§ **Task directions**:
Rewrite the records as a two-column CSV with the headers entry and result, one row per record holding its text and its answer, each in a single quoted field with line breaks replaced by spaces. Begin at the line that has "Help me locate the dark wood" and stop after the line that has "[0,0,598,154]".
___ Records for this task ___
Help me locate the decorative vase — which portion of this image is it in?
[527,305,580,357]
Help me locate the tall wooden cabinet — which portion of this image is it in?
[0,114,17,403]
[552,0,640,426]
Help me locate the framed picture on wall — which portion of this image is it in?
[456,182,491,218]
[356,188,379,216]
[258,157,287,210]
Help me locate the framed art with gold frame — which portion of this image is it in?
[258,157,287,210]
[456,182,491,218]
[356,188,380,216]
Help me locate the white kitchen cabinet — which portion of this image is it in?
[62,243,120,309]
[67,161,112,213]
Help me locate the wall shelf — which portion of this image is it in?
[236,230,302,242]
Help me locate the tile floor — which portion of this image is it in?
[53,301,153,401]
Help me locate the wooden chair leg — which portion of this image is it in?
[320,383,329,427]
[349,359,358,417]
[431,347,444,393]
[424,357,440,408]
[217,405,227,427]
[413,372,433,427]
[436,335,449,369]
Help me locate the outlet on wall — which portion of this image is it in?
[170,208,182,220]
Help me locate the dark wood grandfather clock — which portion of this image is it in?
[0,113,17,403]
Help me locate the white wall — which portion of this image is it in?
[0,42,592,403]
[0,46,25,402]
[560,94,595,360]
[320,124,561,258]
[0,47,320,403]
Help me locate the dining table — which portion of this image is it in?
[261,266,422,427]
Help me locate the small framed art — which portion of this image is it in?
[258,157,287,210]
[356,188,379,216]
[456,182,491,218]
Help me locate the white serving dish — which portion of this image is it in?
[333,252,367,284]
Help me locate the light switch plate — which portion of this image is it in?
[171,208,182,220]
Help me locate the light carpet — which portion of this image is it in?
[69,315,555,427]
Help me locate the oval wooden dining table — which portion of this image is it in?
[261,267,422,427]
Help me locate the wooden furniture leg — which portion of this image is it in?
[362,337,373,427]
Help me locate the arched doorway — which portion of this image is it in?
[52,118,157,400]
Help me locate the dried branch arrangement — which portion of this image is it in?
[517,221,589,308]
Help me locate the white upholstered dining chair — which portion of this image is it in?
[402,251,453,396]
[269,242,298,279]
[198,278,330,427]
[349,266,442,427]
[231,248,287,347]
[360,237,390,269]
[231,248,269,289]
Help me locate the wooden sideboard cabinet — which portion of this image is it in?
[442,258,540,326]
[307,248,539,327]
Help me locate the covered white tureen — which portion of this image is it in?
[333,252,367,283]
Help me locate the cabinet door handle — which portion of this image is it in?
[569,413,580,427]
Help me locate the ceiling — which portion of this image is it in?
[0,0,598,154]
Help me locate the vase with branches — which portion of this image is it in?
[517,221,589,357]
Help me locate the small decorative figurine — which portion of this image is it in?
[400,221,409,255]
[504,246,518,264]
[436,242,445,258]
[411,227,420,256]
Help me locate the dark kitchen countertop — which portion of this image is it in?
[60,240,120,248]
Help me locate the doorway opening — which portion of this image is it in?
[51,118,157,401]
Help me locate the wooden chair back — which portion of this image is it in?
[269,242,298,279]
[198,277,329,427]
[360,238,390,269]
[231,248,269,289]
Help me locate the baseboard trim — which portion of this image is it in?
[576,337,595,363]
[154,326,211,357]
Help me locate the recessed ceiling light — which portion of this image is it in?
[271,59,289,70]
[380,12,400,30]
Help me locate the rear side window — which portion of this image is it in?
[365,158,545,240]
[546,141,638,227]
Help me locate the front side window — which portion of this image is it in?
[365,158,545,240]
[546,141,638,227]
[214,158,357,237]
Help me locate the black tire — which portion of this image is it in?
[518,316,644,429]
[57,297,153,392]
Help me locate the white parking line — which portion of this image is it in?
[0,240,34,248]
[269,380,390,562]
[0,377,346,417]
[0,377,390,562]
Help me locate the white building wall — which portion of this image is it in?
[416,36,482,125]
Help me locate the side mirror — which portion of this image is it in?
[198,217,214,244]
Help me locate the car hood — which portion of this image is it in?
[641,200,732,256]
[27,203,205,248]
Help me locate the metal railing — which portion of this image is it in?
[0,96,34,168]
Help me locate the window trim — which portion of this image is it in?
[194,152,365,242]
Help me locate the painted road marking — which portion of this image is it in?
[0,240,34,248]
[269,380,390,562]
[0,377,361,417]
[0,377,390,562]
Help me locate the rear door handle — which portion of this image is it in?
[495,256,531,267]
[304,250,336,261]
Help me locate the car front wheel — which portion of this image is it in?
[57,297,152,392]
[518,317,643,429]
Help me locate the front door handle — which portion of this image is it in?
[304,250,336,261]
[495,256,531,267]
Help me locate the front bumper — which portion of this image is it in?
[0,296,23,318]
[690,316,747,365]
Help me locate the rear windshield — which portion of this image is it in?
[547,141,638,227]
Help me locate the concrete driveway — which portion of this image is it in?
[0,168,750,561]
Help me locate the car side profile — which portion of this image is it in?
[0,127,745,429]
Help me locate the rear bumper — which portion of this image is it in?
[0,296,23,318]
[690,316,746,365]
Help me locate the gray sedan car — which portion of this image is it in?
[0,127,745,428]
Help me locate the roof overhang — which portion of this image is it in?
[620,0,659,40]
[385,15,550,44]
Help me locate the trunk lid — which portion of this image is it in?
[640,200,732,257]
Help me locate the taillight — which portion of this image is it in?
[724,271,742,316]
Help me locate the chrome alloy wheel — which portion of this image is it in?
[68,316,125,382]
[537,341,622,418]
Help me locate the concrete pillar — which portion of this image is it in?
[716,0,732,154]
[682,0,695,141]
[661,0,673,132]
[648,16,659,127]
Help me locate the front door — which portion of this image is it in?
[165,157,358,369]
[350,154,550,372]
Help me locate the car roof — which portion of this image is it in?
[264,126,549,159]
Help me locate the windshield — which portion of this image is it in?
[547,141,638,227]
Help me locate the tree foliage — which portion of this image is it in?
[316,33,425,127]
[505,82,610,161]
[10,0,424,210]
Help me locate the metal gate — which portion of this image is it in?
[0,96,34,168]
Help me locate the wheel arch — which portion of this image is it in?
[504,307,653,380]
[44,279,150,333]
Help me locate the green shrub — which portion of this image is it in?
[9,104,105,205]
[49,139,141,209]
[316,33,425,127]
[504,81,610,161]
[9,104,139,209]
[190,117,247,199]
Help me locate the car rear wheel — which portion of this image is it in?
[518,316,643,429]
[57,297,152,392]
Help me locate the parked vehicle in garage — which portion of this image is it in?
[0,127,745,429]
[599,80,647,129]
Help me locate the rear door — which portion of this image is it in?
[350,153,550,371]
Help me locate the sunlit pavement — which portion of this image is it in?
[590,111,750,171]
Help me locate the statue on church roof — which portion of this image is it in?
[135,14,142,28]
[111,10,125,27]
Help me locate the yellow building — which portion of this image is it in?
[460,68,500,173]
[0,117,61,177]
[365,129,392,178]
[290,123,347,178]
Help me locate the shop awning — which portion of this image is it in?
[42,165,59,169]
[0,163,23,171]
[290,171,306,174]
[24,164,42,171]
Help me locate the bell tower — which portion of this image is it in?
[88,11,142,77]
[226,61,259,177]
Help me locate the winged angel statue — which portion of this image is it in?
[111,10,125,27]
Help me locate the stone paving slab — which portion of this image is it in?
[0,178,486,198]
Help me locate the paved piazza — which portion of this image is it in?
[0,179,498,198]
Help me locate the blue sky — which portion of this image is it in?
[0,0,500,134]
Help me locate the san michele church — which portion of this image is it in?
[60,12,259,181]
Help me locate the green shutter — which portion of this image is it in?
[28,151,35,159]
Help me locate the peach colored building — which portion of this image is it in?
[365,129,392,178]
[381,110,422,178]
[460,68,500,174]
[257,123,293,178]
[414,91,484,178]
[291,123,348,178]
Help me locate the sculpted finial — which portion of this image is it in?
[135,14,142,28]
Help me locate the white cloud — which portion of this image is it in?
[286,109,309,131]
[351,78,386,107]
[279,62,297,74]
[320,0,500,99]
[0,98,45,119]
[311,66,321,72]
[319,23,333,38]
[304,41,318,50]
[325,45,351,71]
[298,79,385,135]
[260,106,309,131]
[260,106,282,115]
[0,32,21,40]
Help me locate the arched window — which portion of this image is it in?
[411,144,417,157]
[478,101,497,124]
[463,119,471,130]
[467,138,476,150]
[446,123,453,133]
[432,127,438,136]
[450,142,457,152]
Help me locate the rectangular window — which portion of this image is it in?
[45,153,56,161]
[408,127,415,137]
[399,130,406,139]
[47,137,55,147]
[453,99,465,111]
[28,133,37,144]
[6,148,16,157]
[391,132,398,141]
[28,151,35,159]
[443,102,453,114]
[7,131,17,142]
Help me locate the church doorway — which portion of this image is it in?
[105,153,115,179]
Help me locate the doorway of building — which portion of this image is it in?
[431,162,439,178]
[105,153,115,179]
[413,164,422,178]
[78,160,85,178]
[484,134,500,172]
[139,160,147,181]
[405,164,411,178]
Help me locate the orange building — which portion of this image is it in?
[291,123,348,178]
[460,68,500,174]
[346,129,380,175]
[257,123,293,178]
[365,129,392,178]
___
§ **Exercise response**:
entry,result
"Help me locate the dark wood grandfather clock — which portion of this image is it in?","[0,113,17,403]"
"Help me locate the white wall — which portion of this image is it in?","[0,42,592,403] [0,46,25,402] [560,94,595,360] [320,124,561,258] [0,47,320,403]"
"Help me locate the dining table — which portion of this image is it in?","[261,266,422,427]"
"Help me locate the small framed art — which portion of this image is it in?","[258,157,287,210] [356,188,379,216] [456,182,491,218]"
"Help me locate the white serving dish — which portion of this image is it in?","[333,252,367,284]"
"Help me locate the light switch plate — which portion of this image is it in?","[171,208,182,220]"
"Help me locate the light carpet — which portion of this image is it in?","[69,315,555,427]"
"Help me locate the oval wooden dining table — which portion of this image is it in?","[261,267,422,427]"
"Help me locate the wooden furniture leg — which portion of this image is it in?","[362,337,373,427]"
"Help me locate the arched doorway — which portion of this image is it in?","[52,118,157,400]"
"Help me locate the dried branch arrangement — which portion of this image is it in?","[517,221,589,308]"
"Help me locate the white upholstered dining chair — which portion of this image is it in?","[402,251,453,396] [269,242,298,279] [198,278,330,427] [349,266,442,427] [231,248,287,347] [360,237,390,269] [231,248,269,289]"
"Help me locate the wooden sideboard cabinet — which portion of this image is it in?","[442,258,540,326] [307,248,539,327]"
"Help me locate the covered white tureen — which portion of this image is it in?","[333,252,367,283]"
"Help me locate the cabinet door handle — which portion of this image is it in?","[569,413,580,427]"
"Help me locate the ceiling — which portion of this image is it in?","[0,0,598,154]"